═══ DATA PROVIDED ═══

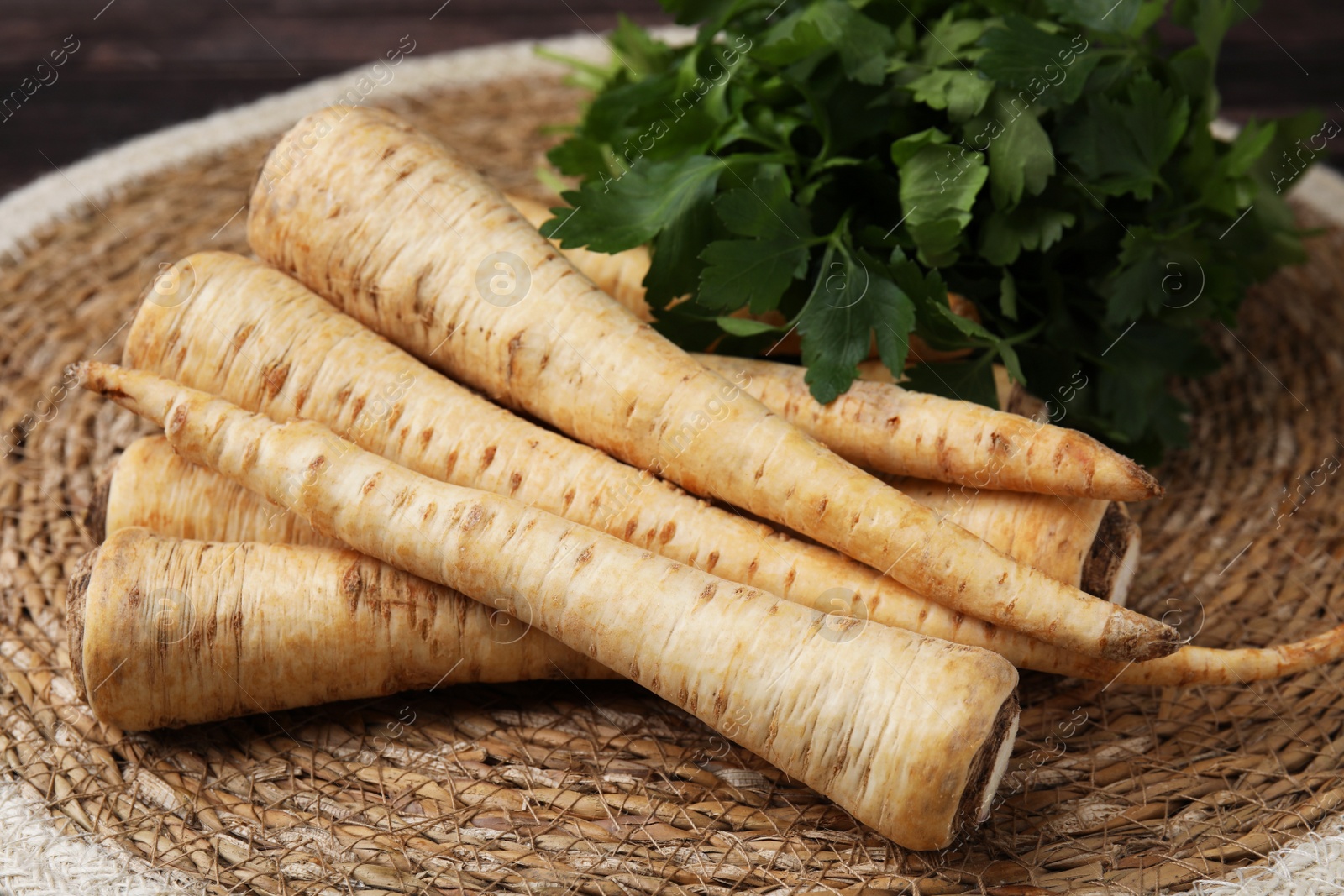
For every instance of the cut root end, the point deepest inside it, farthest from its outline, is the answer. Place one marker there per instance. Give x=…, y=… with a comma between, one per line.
x=990, y=766
x=1109, y=569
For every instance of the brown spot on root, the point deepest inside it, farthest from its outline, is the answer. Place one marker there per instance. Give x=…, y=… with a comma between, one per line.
x=1115, y=537
x=178, y=421
x=275, y=379
x=353, y=586
x=242, y=335
x=584, y=558
x=1129, y=636
x=983, y=766
x=474, y=517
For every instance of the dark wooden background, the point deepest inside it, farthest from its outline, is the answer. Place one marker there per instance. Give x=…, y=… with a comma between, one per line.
x=145, y=63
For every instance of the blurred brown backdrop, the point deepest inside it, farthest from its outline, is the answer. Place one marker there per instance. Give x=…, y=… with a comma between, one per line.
x=145, y=63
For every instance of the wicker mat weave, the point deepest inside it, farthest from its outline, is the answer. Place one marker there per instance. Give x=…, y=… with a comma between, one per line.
x=601, y=788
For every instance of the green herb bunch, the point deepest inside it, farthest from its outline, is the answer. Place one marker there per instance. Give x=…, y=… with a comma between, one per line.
x=837, y=167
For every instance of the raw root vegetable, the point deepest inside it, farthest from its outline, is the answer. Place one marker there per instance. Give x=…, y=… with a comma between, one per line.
x=909, y=734
x=887, y=429
x=150, y=485
x=1085, y=543
x=396, y=233
x=168, y=633
x=213, y=506
x=264, y=342
x=620, y=275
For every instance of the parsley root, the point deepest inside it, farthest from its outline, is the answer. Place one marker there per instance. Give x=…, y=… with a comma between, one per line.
x=188, y=499
x=387, y=224
x=891, y=430
x=167, y=633
x=909, y=734
x=264, y=342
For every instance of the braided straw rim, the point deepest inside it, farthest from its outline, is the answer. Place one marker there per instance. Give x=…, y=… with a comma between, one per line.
x=595, y=786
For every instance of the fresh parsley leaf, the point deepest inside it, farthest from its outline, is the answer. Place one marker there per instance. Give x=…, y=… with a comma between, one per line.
x=964, y=380
x=853, y=302
x=749, y=271
x=765, y=208
x=960, y=92
x=828, y=26
x=1050, y=66
x=790, y=152
x=1027, y=228
x=1021, y=159
x=627, y=211
x=938, y=187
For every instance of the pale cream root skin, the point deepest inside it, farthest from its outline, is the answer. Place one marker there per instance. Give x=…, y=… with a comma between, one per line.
x=1052, y=533
x=152, y=486
x=266, y=343
x=620, y=275
x=389, y=226
x=889, y=725
x=885, y=427
x=178, y=631
x=199, y=504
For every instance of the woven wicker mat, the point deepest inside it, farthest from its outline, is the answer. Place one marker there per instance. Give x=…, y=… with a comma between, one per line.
x=601, y=788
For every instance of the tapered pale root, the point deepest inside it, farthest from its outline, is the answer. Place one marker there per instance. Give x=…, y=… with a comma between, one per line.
x=396, y=231
x=192, y=499
x=262, y=340
x=1086, y=543
x=150, y=485
x=167, y=633
x=885, y=427
x=622, y=277
x=891, y=726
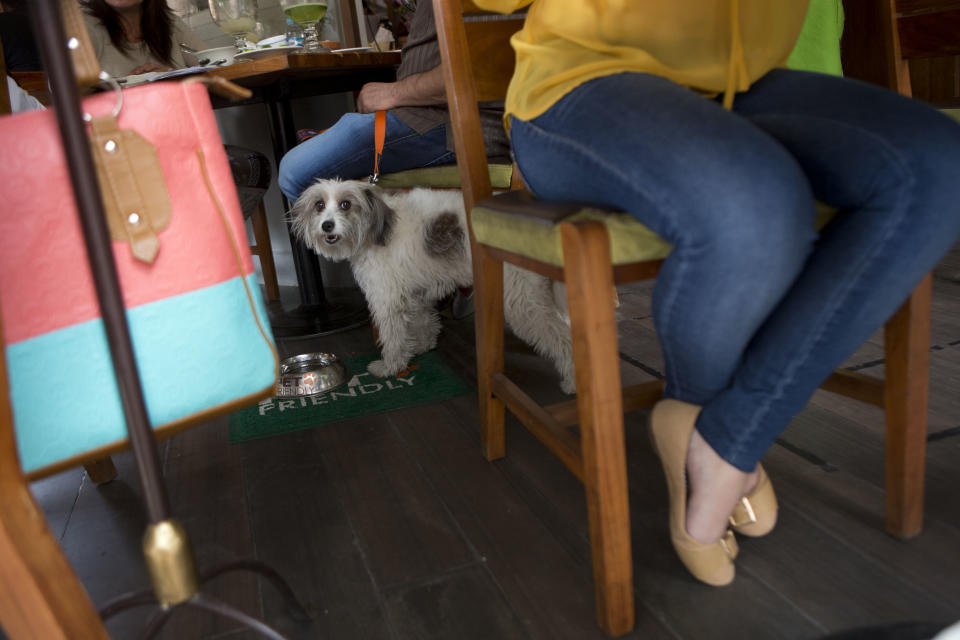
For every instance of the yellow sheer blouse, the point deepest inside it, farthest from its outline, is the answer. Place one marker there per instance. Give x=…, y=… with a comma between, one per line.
x=712, y=46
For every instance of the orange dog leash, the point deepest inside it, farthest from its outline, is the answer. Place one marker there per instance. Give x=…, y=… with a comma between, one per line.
x=379, y=133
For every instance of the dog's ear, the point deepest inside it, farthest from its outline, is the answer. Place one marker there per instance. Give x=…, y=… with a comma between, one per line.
x=382, y=215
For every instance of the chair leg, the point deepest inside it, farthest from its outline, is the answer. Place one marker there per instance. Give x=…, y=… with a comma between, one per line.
x=907, y=345
x=40, y=595
x=265, y=252
x=589, y=278
x=488, y=323
x=101, y=471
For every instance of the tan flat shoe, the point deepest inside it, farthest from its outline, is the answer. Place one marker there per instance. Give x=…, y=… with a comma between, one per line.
x=671, y=425
x=756, y=514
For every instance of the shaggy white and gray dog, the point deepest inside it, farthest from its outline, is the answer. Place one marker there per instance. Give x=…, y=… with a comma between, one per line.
x=409, y=250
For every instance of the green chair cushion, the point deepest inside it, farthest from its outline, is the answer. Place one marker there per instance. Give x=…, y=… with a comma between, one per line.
x=443, y=177
x=518, y=223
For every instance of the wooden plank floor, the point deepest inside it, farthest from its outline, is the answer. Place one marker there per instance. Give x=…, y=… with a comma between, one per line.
x=393, y=526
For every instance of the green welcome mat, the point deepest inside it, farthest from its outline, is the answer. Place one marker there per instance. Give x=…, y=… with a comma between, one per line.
x=426, y=380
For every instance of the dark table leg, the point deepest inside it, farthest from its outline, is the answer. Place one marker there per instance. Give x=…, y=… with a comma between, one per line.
x=316, y=314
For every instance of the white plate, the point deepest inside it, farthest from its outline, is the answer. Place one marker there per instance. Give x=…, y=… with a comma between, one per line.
x=256, y=54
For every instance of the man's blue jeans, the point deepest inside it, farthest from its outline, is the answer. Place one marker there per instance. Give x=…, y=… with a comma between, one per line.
x=753, y=308
x=345, y=150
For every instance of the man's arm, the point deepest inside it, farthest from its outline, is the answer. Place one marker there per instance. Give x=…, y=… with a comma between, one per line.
x=416, y=90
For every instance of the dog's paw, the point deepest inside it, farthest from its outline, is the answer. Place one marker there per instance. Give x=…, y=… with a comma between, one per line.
x=380, y=369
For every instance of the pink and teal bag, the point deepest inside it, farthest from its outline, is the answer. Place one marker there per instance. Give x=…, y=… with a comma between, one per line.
x=200, y=332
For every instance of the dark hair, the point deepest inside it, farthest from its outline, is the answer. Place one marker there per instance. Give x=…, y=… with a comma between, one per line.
x=156, y=26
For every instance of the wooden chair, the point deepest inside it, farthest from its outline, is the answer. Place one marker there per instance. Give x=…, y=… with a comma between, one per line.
x=591, y=252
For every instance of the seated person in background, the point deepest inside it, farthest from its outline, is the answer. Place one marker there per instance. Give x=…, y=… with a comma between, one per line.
x=682, y=114
x=417, y=122
x=19, y=49
x=137, y=36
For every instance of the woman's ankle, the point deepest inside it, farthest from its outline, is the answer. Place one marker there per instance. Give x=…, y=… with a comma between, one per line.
x=715, y=486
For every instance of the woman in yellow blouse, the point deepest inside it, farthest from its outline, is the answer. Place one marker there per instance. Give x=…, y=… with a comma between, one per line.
x=682, y=113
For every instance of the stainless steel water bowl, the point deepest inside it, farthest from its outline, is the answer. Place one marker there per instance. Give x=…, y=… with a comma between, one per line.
x=310, y=374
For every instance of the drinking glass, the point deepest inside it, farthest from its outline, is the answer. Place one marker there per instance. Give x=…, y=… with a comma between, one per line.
x=309, y=15
x=236, y=17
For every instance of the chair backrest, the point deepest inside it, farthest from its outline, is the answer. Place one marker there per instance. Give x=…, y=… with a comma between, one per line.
x=477, y=64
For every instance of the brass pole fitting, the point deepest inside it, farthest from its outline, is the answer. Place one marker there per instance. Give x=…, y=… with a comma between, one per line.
x=169, y=557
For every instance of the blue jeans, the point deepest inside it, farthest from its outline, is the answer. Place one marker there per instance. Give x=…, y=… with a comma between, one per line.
x=345, y=150
x=753, y=308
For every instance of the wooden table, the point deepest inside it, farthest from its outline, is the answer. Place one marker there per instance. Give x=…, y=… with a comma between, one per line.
x=276, y=80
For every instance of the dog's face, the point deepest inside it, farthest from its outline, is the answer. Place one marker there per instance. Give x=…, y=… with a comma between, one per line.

═══

## [DO THIS]
Copy the lines of data starting at the line that contains "For every instance of the brown" and ending at the line that contains "x=474, y=517", with both of those lines included.

## [ANSWER TO THIS PROBLEM]
For every instance of the brown spot on root, the point deepest inside it, farthest from its outline, is the answer. Place one marker there per instance. Give x=…, y=… with a comma between, one per line.
x=1115, y=537
x=178, y=421
x=275, y=379
x=353, y=586
x=242, y=335
x=584, y=558
x=1129, y=636
x=983, y=766
x=474, y=517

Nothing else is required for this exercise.